* DATA SUPPLIED:

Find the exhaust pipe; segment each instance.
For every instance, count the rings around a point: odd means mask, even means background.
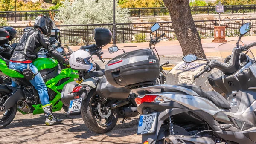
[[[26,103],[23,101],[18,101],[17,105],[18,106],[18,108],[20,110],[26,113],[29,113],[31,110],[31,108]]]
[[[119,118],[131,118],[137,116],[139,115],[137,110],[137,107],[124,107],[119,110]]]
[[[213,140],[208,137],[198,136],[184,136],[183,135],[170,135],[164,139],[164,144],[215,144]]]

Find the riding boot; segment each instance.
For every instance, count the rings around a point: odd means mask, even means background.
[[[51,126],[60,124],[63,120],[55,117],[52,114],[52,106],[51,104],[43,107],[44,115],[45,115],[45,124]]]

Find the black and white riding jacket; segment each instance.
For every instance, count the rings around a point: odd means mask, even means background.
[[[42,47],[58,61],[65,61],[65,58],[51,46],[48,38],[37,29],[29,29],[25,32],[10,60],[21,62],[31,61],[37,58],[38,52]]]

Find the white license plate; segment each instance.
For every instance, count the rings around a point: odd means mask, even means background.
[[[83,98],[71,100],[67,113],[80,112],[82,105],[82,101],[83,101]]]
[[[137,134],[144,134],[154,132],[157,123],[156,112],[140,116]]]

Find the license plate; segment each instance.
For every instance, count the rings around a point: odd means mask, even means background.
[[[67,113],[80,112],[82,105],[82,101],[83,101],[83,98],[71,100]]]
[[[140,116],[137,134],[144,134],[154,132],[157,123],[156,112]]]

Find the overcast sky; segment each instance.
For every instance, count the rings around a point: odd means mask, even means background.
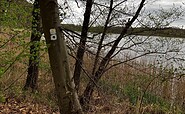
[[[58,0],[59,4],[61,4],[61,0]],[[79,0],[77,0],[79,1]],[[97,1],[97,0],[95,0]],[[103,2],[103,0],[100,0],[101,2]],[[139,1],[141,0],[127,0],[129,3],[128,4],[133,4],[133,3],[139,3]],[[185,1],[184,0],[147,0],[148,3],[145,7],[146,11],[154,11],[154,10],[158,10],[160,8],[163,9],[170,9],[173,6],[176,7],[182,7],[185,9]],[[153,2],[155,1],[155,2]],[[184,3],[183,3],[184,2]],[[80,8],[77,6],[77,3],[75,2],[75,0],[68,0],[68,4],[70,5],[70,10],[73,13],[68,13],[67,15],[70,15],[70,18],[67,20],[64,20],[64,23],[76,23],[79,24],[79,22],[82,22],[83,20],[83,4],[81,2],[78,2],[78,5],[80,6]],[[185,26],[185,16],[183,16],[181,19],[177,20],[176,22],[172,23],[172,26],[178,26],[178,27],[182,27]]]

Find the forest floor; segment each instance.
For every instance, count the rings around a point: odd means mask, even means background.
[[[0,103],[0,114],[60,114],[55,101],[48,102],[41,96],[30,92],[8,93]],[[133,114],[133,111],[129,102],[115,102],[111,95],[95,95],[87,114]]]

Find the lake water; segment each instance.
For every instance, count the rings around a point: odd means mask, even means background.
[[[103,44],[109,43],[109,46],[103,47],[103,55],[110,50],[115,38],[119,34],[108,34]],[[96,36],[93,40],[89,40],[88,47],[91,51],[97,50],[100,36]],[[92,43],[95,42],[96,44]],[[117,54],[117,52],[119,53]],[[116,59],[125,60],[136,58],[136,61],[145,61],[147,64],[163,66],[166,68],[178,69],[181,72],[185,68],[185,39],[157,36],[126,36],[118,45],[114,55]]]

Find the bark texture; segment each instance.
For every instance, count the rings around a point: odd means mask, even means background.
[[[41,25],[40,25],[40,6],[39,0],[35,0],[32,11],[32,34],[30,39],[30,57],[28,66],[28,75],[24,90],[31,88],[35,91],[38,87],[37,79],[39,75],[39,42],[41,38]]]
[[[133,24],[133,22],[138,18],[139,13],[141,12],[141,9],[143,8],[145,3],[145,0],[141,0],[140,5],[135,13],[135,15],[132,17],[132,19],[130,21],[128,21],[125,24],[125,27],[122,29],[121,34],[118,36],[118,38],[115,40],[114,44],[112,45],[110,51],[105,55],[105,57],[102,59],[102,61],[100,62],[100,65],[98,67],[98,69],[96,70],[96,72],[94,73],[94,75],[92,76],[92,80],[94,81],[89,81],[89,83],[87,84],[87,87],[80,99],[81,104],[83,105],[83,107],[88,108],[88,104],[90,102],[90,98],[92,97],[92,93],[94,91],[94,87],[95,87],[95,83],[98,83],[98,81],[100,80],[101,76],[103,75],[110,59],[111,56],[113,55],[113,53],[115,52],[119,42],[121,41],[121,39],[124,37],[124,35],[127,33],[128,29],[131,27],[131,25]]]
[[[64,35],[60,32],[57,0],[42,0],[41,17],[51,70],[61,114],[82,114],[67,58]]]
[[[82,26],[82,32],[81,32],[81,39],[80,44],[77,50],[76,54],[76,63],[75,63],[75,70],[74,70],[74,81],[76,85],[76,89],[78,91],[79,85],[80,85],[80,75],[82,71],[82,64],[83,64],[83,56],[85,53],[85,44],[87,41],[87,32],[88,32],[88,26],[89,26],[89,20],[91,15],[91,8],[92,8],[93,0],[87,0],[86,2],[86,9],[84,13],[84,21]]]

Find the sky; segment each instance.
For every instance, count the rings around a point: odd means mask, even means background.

* WRITTEN PROBLEM: Write out all of the rows above again, unchanged, but leave out the picture lines.

* SOLVED PROBLEM:
Find the exhaust pipe; segment each instance.
For every instance, count the rings around a point: odd means mask, even means background.
[[[26,103],[23,101],[18,101],[17,105],[18,106],[18,108],[20,110],[26,113],[29,113],[31,110],[31,108]]]
[[[119,118],[131,118],[137,116],[139,115],[137,110],[137,107],[124,107],[119,110]]]
[[[213,140],[208,137],[198,136],[184,136],[183,135],[170,135],[164,139],[164,144],[215,144]]]

Find the riding boot; segment each instance.
For every instance, count the rings around a point: odd means mask, even means background.
[[[51,126],[60,124],[63,120],[55,117],[52,114],[52,106],[51,104],[43,107],[44,115],[45,115],[45,124]]]

Find the black and white riding jacket; segment each instance.
For every instance, count the rings around a point: odd means mask, even means background.
[[[42,47],[58,61],[65,61],[65,58],[51,46],[48,38],[37,29],[29,29],[25,32],[10,60],[21,62],[31,61],[37,58],[38,52]]]

Find the white license plate; segment each instance.
For every instance, count the rings around a point: odd means mask, even means background.
[[[83,98],[71,100],[67,113],[80,112],[82,105],[82,101],[83,101]]]
[[[137,134],[144,134],[154,132],[157,123],[156,112],[140,116]]]

Find the license plate; segment each instance.
For every instance, count the rings around a point: odd means mask, even means background.
[[[67,113],[80,112],[82,105],[82,101],[83,101],[83,98],[71,100]]]
[[[140,116],[137,134],[144,134],[154,132],[157,123],[156,112]]]

Find the overcast sky; segment each instance.
For every instance, count the rings around a point: odd means mask, even means background.
[[[58,0],[59,4],[61,4],[61,0]],[[79,0],[77,0],[79,1]],[[97,1],[97,0],[95,0]],[[103,2],[103,0],[100,0],[101,2]],[[139,1],[141,0],[127,0],[129,3],[128,4],[133,4],[133,3],[139,3]],[[185,1],[184,0],[147,0],[148,3],[145,7],[146,11],[154,11],[154,10],[158,10],[160,8],[163,9],[170,9],[173,6],[176,7],[182,7],[185,9]],[[153,2],[155,1],[155,2]],[[184,3],[183,3],[184,2]],[[80,8],[77,6],[77,3],[75,2],[75,0],[68,0],[68,4],[70,5],[70,10],[73,13],[68,13],[67,15],[70,15],[70,18],[67,20],[64,20],[64,23],[76,23],[79,24],[79,22],[82,22],[83,20],[83,4],[81,2],[78,2],[78,5],[80,6]],[[185,26],[185,16],[183,16],[181,19],[177,20],[176,22],[172,23],[172,26],[178,26],[178,27],[182,27]]]

Find the forest floor; segment each instance.
For every instance, count the rings around a point: odd means mask, even means background.
[[[0,103],[0,114],[60,114],[55,101],[48,102],[41,96],[30,92],[8,93]],[[133,114],[133,111],[129,102],[115,102],[111,95],[95,95],[87,114]]]

Find the lake water; segment each instance.
For every instance, count the rings around a point: odd means mask, even means background.
[[[103,44],[109,43],[109,46],[103,47],[103,55],[110,50],[115,38],[119,34],[108,34]],[[96,36],[93,40],[89,40],[88,47],[91,51],[97,50],[100,36]],[[92,43],[95,42],[96,44]],[[117,54],[117,52],[119,53]],[[116,59],[125,60],[136,58],[136,61],[145,61],[147,64],[163,66],[166,68],[178,69],[181,72],[185,68],[185,39],[157,36],[126,36],[118,45],[114,55]]]

Find the bark texture; segment each instance.
For every instance, count the rings around a point: odd means mask, even means background.
[[[41,25],[40,25],[40,6],[39,0],[35,0],[32,11],[32,34],[30,39],[30,57],[28,66],[28,75],[24,90],[31,88],[35,91],[38,87],[37,79],[39,75],[39,42],[41,38]]]
[[[133,24],[133,22],[138,18],[139,13],[141,12],[141,9],[143,8],[145,3],[145,0],[141,0],[140,5],[135,13],[135,15],[132,17],[132,19],[130,21],[128,21],[125,24],[125,27],[122,29],[121,34],[118,36],[118,38],[115,40],[114,44],[112,45],[110,51],[105,55],[105,57],[102,59],[102,61],[100,62],[100,65],[98,67],[98,69],[96,70],[96,72],[94,73],[94,75],[92,76],[92,80],[94,81],[89,81],[89,83],[87,84],[87,87],[80,99],[81,104],[83,105],[83,107],[88,108],[88,104],[90,102],[90,98],[92,97],[92,93],[94,91],[94,87],[95,87],[95,83],[98,83],[98,81],[100,80],[101,76],[103,75],[110,59],[111,56],[113,55],[113,53],[115,52],[119,42],[121,41],[121,39],[124,37],[124,35],[127,33],[128,29],[131,27],[131,25]]]
[[[64,35],[60,32],[57,0],[42,0],[41,17],[51,70],[61,114],[82,114],[67,58]]]
[[[82,26],[82,32],[81,32],[81,39],[80,44],[77,50],[76,54],[76,63],[75,63],[75,70],[74,70],[74,81],[76,85],[76,89],[78,91],[79,85],[80,85],[80,75],[82,71],[82,64],[83,64],[83,56],[85,53],[85,44],[87,41],[87,32],[88,32],[88,26],[89,26],[89,20],[91,15],[91,8],[92,8],[93,0],[87,0],[86,2],[86,9],[84,13],[84,21]]]

Find the sky; segment each instance.
For every instance, count the rings around a point: odd means mask, even means background.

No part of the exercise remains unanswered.